Here's How You Can Help the Couple Who Walked Home With Their Dead Newborn in a Box
Earlier we reported about a father who walked back home from Pasig to Makati carrying his dead newborn son in a box.
It turns out that the mother walked with them, and this was just a little over a month after giving birth by caesarian section.
According to Analyn Flores, she gave birth prematurely at the Rizal Medical Center in Pasig City on March 11, 2020. Her partner, Rodel Canas, was with her.
The baby, whom the couple named Roniel, died on April 13 at about 2 p.m.
After arranging the paperwork, the couple were discharged from the hospital with their baby in a box at past 8 p.m.
“Gusto sana namin babalikan na lang namin si baby kinabukasan, pero sabi samin ng morgue kung babalik din naman kami, dalhin na lang namin si baby (We wanted to come back for the baby the next day, but the morgue told us that we might as well just bring the baby with us so we didn’t have to come back the next day),” Flores told Esquire Philippines.
“Paglabas namin ng hospital, tinanong kami ng guard kung ano yung nasa loob ng kahon. Sabi ko bangkay ng baby ko (As we exited the hospital, the guard asked us what was inside the box. I told him it was our dead baby),” she added.
Flores said somebody at the morgue handed her P500 and said it was so they could give it to whoever was kind enough to give them a ride back to their home in East Rembo, Makati City. Public transport is unavailable since the start of the enhanced community quarantine in mid-March.
“Pero alam ko naman walang magpapasakay sa amin kasi unang-una, gabi na yun, pasado alas-ocho na. Tsaka dahil nga sa COVID, takot din siguro yung mga tao (I knew nobody would give us a ride because first of all, it was late at night. And then of course, there was COVID, so I knew people would be afraid),” Flores said.
So the couple had no choice but to walk back home with their baby. The mother said she was still recovering from the stitches from caesarian section, so they had to stop every once in a while to rest. They finally made it back home before midnight.
Flores said her partner immediately informed the barangay captain of their predicament. The next day, the barangay captain, Thelma Ramirez, arranged for the cremation of the baby.
Meanwhile, the RMC issued a statement about the incident. It said it was hospital policy that a funeral parlor would take the bodies of the deceased if no relative would claim it within four hours.

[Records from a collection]

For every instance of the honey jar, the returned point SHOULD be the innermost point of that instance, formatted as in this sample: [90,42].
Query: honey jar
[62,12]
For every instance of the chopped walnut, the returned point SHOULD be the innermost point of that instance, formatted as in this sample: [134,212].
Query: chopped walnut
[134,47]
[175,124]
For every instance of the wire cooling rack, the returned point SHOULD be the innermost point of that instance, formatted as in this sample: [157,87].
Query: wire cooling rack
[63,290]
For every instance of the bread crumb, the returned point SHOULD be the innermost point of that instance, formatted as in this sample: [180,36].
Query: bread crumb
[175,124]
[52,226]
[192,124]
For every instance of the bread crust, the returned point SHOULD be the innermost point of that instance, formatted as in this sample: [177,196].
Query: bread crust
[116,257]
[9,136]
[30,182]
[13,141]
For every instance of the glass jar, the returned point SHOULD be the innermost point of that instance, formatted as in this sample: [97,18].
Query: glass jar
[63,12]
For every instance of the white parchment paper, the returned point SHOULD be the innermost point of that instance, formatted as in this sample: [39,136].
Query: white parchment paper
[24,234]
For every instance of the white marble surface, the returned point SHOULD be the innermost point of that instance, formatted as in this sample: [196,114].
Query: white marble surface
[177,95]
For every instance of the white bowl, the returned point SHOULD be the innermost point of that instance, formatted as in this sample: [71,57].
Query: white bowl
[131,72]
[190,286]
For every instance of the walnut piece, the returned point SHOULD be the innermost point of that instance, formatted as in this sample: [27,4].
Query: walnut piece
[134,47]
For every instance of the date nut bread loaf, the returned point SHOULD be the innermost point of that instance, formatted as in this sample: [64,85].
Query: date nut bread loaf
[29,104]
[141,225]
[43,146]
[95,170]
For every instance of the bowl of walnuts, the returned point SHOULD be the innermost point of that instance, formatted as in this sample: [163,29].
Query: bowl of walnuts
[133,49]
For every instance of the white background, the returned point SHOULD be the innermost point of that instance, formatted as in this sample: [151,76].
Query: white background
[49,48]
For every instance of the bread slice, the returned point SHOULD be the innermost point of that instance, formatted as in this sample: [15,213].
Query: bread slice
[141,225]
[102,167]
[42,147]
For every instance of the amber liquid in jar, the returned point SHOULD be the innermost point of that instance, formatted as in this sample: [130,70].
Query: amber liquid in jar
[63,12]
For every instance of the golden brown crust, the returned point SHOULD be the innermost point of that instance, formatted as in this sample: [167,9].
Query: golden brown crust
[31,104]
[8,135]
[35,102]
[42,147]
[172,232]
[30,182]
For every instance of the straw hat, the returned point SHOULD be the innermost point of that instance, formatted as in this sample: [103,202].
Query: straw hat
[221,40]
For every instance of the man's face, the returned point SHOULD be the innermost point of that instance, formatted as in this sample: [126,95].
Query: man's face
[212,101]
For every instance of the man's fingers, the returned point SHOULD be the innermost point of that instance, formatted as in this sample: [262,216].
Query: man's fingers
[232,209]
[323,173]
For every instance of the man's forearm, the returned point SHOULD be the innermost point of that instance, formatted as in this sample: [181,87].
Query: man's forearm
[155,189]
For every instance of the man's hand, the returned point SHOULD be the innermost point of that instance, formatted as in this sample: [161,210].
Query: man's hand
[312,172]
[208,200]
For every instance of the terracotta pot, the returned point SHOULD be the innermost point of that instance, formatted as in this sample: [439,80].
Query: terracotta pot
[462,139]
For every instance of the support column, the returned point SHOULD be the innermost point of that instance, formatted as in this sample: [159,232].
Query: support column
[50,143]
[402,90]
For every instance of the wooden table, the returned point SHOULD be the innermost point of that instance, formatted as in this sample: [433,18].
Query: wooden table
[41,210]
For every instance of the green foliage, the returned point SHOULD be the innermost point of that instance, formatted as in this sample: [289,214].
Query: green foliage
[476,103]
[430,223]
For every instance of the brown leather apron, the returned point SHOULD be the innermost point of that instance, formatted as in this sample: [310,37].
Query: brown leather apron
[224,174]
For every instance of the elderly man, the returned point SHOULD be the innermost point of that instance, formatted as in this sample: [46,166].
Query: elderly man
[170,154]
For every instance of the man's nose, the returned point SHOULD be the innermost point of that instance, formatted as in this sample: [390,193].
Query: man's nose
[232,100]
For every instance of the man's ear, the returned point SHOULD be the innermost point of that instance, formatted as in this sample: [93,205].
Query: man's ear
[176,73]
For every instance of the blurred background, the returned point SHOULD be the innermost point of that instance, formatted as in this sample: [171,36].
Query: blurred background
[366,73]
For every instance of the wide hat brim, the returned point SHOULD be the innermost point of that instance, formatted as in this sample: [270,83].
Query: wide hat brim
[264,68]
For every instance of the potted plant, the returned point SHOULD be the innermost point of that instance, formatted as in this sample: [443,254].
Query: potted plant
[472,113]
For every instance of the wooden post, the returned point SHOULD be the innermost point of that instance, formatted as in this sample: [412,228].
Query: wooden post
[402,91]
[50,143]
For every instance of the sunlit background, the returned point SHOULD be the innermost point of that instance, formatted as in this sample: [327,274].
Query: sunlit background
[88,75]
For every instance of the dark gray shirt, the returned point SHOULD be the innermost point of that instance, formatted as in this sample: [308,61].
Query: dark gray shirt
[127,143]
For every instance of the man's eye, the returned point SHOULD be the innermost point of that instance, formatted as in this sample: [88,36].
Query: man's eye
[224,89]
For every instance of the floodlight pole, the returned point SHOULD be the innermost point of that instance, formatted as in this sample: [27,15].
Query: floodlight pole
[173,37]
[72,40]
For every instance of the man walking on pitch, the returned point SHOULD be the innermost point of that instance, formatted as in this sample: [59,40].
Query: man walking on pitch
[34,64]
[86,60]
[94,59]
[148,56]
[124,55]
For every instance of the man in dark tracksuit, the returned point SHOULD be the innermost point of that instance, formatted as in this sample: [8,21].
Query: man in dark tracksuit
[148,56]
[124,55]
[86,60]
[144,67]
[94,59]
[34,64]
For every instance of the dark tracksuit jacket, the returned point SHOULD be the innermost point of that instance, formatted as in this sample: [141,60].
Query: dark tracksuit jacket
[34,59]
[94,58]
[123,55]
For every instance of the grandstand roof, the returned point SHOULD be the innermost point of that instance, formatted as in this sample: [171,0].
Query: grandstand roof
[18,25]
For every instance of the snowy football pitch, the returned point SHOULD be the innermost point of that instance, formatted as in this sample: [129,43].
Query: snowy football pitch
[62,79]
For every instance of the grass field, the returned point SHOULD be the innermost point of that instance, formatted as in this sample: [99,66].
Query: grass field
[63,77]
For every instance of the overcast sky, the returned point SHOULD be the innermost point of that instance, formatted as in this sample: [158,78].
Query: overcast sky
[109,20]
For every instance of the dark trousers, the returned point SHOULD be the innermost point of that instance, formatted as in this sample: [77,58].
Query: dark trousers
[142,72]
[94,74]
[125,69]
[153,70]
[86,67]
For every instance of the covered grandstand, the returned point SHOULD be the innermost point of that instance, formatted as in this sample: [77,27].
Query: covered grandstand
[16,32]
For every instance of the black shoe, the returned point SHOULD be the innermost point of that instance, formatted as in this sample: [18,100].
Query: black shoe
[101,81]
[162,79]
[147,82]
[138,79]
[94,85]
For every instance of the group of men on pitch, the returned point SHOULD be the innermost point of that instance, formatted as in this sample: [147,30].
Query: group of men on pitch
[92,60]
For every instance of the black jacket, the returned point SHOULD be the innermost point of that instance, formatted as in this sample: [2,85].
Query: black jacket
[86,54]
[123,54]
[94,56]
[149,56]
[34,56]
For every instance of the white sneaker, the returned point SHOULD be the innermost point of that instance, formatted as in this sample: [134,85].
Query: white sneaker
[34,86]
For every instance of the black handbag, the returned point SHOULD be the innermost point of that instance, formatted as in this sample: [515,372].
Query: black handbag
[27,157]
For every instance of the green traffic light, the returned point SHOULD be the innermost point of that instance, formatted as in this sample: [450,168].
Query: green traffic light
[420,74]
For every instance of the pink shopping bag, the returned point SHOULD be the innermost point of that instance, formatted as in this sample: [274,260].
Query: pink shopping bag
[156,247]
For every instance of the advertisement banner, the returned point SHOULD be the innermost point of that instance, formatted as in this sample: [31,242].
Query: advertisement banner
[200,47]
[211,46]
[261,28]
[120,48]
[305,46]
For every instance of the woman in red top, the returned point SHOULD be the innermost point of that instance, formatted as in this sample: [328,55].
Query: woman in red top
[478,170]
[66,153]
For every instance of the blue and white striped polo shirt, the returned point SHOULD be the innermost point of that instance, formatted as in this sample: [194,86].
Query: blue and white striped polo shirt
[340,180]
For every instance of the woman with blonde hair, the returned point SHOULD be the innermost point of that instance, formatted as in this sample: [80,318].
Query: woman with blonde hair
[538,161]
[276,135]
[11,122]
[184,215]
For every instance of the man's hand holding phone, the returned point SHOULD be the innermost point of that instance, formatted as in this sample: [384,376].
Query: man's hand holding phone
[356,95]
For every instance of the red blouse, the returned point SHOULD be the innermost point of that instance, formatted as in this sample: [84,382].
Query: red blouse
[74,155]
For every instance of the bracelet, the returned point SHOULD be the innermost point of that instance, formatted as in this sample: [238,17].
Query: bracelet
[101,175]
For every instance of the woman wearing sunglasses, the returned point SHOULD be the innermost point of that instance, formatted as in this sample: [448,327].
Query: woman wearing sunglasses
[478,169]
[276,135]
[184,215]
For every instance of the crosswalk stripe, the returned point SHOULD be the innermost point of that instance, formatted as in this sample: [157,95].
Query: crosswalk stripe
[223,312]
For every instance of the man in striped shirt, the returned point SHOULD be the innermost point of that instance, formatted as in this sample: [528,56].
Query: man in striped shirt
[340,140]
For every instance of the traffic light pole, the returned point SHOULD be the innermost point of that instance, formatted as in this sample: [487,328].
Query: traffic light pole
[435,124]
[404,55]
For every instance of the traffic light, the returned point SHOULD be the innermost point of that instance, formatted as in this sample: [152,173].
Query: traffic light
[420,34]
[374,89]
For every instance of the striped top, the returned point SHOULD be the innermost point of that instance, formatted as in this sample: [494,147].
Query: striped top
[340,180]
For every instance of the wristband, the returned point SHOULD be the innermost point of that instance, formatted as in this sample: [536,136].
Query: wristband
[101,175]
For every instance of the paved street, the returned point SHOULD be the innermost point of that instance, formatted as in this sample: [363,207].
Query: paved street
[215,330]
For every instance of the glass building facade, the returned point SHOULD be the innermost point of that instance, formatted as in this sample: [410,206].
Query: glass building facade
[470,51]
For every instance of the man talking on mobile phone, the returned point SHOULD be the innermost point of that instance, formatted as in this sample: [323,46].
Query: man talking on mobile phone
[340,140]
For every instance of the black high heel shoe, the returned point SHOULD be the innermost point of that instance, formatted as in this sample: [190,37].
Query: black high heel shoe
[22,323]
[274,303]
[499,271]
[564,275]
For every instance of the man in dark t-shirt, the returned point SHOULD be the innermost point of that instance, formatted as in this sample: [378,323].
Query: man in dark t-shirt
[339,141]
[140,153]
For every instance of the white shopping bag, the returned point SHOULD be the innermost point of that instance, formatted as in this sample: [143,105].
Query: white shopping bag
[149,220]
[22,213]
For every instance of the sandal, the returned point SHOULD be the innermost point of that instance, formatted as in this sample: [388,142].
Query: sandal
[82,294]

- Work task 1 -
Answer these questions using the article about the couple who walked home with their dead newborn:
(a) At which hospital did Analyn Flores give birth?
(b) At about what time on April 13 did the baby die?
(c) Who arranged the cremation of the baby?
- Work task 2 -
Rewrite the article about the couple who walked home with their dead newborn from "So the couple" up to and including "home before midnight.", changing "stitches" to "sutures".
- Work task 3 -
Extend the article about the couple who walked home with their dead newborn, picking up right after its final sentence.

- Answer space 1 -
(a) The Rizal Medical Center in Pasig City.
(b) At about 2 p.m.
(c) The barangay captain, Thelma Ramirez.

- Answer space 2 -
So the couple had no choice but to walk back home with their baby. The mother said she was still recovering from the sutures from caesarian section, so they had to stop every once in a while to rest. They finally made it back home before midnight.

- Answer space 3 -
“Ayon sa staff na nag-release, nakiusap ang ama ng sanggol na iuuwi na lang niya dahil wala siyang pambayad ng cremation sa punerarya. Ilalapit niya ito sa barangay upang masagot ang gastusin sa cremation (According to the staff member, the father asked to bring the baby home because he did not have the money to pay for the cremation. He planned to ask for the help of the barangay to cover the cost of the cremation),” the statement said.
“At dahil na rin sa COVID crisis, hindi rin gusto ng ospital na magtagal ang mga labi dahil sa mga ibang namamatay na mga COVID cases (And because of the COVID crisis, the hospital does not want to keep the deceased for too long because of other deaths caused by COVID),” it added.
Flores, who has two other kids with Canas, says she is grateful for the help of Ramirez and other kind strangers who have offered them assistance since their story came out. She was also surprised to learn that, when she called up the hospital to ask about her bill, which reached P245,000, she was told that it had already been settled and that they didn’t need to pay anything. She says she has no idea who paid the bill.
Still, when told that there were people who had reached out and expressed their intention to help, Flores said they would be more than happy to accept.
“Basta taos-puso yung pagpapa-abot nila ng tulong (As long as their desire to help is sincere),” she said.
Those who would like to help Analyn Flores and Rodel Canas can send a message to 0950-1140881.